STATED TASK: From the column on generic domain names below, quote word for word the passage starting at "The answer: It's" and ending at "will do that.".

··· TEXT SECTION

In "What's in a domain name? Google, Amazon pay up to find out," I wrote about ICANN's scheme to open up the current system of 22 generic top-level domain names (like .com and .biz) to possibly hundreds. I suggested that the new top-level domain name auction under way might prove to be immensely profitable to domain registrars and the folks at ICANN, but a pain in the butt to everyone else.
Cringe fan R. J., who describes himself as a "low-level schmuck that tries to fix computer problems more often than I make them worse," says he doesn't understand how the heck ICANN can arbitrarily declare someone the owner of a generic TLD:
I can understand that owning a domain name such as .coke would be reasonable for a company that actually makes the stuff. However, a domain such as .help is so much more generic that it seems impossible to apply it to or reserve it for any single entity.
It just seems like a waste of everybody's time and effort that ICANN doesn't just throw clearly and obviously "generic" domain names into the public domain and let any of us use it just like air.
He also offered to kick in $50 if I was willing to go in on an application to own .help, leaving me just $184,950 short of the filing fee. (Gee thanks, R. J.)
The answer: It's ICANN. It can do pretty much whatever the heck it wants. If it decides to award .help to one of the three applicants who ponied up the money -- or one of the 10 companies who want to own .art or the nine vying for .blog -- it can and will do that.

······
··· EXTRACTED ENTRIES

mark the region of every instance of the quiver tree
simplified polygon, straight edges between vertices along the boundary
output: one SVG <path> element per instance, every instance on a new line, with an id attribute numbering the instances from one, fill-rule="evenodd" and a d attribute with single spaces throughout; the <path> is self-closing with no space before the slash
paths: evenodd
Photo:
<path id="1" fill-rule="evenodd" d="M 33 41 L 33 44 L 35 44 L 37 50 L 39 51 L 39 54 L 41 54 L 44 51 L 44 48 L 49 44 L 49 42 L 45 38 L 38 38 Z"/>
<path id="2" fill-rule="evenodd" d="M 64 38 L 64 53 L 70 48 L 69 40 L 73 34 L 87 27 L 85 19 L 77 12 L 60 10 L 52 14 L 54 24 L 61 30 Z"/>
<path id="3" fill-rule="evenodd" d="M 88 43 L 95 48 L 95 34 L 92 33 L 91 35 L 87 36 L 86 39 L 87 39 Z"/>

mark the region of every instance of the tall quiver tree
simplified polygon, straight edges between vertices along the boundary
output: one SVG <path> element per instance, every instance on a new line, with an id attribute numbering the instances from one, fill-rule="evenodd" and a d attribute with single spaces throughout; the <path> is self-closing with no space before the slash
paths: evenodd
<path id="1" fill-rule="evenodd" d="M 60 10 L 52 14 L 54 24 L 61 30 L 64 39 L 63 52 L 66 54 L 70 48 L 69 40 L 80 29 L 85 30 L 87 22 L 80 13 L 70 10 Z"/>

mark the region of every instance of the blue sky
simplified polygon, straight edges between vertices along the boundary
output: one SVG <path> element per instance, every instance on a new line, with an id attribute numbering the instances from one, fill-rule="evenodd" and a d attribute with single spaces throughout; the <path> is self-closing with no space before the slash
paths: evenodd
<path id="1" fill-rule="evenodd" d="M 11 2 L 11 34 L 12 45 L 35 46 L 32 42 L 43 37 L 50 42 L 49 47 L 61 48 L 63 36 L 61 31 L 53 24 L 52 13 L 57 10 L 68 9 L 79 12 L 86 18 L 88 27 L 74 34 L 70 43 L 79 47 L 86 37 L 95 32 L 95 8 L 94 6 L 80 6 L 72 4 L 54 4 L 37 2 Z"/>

······

WORKED SOLUTION:
The answer: It's ICANN. It can do pretty much whatever the heck it wants. If it decides to award .help to one of the three applicants who ponied up the money -- or one of the 10 companies who want to own .art or the nine vying for .blog -- it can and will do that.